▸ **WHAT YOU SHOULD DO**: Beneath this task is a listing; retype all of it exactly.
========================================================================
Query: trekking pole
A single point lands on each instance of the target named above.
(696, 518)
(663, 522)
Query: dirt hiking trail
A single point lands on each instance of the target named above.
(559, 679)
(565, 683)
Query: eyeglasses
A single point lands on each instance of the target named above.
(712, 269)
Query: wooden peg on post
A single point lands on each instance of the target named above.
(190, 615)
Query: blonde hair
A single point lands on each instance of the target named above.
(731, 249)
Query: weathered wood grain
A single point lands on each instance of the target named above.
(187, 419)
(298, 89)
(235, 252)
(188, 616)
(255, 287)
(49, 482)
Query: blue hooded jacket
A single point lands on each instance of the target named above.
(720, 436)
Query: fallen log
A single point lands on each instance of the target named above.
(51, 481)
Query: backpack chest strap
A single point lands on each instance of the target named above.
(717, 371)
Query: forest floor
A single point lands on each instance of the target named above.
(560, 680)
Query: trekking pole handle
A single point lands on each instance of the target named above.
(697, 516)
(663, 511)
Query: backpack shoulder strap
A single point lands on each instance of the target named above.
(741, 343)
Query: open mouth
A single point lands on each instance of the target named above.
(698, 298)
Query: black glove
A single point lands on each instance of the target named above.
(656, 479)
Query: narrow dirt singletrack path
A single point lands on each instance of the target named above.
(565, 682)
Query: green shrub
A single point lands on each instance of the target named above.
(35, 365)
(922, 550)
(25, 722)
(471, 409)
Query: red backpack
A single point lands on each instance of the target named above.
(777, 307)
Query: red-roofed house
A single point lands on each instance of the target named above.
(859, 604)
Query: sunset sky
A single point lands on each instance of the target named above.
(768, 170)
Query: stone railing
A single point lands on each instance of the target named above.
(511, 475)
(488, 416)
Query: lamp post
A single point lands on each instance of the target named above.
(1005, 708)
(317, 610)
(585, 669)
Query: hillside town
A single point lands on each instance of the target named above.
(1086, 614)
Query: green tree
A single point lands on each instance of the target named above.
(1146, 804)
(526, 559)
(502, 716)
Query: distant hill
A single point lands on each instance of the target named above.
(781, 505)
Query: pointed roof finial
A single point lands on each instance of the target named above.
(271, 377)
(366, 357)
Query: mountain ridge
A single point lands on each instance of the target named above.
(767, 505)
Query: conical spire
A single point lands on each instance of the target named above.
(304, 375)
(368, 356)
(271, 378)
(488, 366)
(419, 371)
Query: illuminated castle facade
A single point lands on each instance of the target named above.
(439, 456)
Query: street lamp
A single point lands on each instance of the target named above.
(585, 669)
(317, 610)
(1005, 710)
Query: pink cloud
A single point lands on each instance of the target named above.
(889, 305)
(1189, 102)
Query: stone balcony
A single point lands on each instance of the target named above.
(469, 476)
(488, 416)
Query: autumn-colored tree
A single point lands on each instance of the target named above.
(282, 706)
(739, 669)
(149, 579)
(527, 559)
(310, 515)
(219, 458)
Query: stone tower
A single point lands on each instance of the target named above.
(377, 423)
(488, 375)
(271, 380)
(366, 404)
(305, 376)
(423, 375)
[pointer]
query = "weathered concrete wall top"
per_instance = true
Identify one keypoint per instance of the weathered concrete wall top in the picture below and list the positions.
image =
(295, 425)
========================================================================
▸ **FINISHED TASK**:
Query: trekking pole
A single point lands on each instance of the target named above.
(696, 518)
(663, 522)
Query: dirt hiking trail
A single point lands on each instance of the target named above.
(559, 679)
(565, 683)
Query: eyeglasses
A single point lands on each instance of the target named above.
(712, 269)
Query: wooden peg on post
A single point lands on each instance of the target named above.
(190, 615)
Query: blonde hair
A single point lands on each instance of the target named above.
(731, 249)
Query: weathered wood grain
A single point lands on each instance of the target named above.
(187, 419)
(298, 89)
(235, 252)
(188, 616)
(255, 287)
(49, 482)
Query: blue hooded jacket
A single point lands on each instance of the target named above.
(720, 436)
Query: fallen log
A single point lands on each instance of the target named above.
(51, 481)
Query: backpack chest strap
A single point lands on each instance of the target named above.
(717, 371)
Query: forest floor
A single point lands on each instance of the target named above.
(560, 680)
Query: trekking pole handle
A single point lands on each instance of the target named above.
(697, 516)
(663, 511)
Query: backpack shoulder strap
A single point lands on each instance of the target named above.
(741, 343)
Query: open mouth
A single point lands on each instance of the target named above.
(698, 298)
Query: black glove
A single point lands on each instance of the target named above.
(656, 479)
Query: narrow dirt singletrack path
A single point lands on each instance of the target named above.
(565, 682)
Query: green shrub
A single point lands on each instance of the target named above.
(35, 365)
(922, 550)
(25, 722)
(471, 409)
Query: red backpack
A single point lands on each instance of the target named above.
(777, 307)
Query: red-roofed house
A single point lands on each instance of the target named above.
(859, 604)
Query: sunset sky
A single point lands on each instance of the target named above.
(768, 170)
Query: stone railing
A single point lands on each instance of the target named above.
(511, 475)
(488, 416)
Query: lamp post
A single point lands on each instance of the target named above.
(1005, 708)
(317, 610)
(585, 669)
Query: hillside town
A single point lands on each instance of the target named above.
(1086, 614)
Query: green tree
A single point lands on each instance of the target named above.
(1146, 804)
(526, 559)
(502, 716)
Query: distant hill
A single point lands on each instance of the target named above.
(781, 505)
Query: pointed roof finial
A single point lands on each instance of the target named above.
(271, 377)
(366, 357)
Query: mountain ridge
A single point lands on each instance of the target named above.
(767, 505)
Query: conical spire
A single point lands on each instance of the target named above.
(304, 375)
(368, 356)
(271, 378)
(488, 366)
(419, 371)
Query: illuminated castle facade
A single point lands on each instance of the target named above.
(439, 456)
Query: street lamp
A single point lands on each instance of the target named above.
(585, 669)
(317, 610)
(1005, 710)
Query: pink cloud
A single point lands on each instance of the target named above.
(889, 305)
(1189, 102)
Query: stone balcony
A single point lands on each instance of the target named above.
(469, 476)
(488, 416)
Query: autumn-colored tree
A single point lands on each instance of the target named above.
(282, 706)
(739, 669)
(149, 579)
(527, 559)
(310, 515)
(219, 458)
Query: stone tower
A single point lands on each instance of the target named above.
(377, 423)
(488, 375)
(271, 380)
(366, 404)
(305, 376)
(423, 375)
[pointer]
query = "weathered concrete wall top"
per_instance = true
Identify one keypoint per instance of the weathered concrete wall top in the picture below and list the positions.
image =
(295, 425)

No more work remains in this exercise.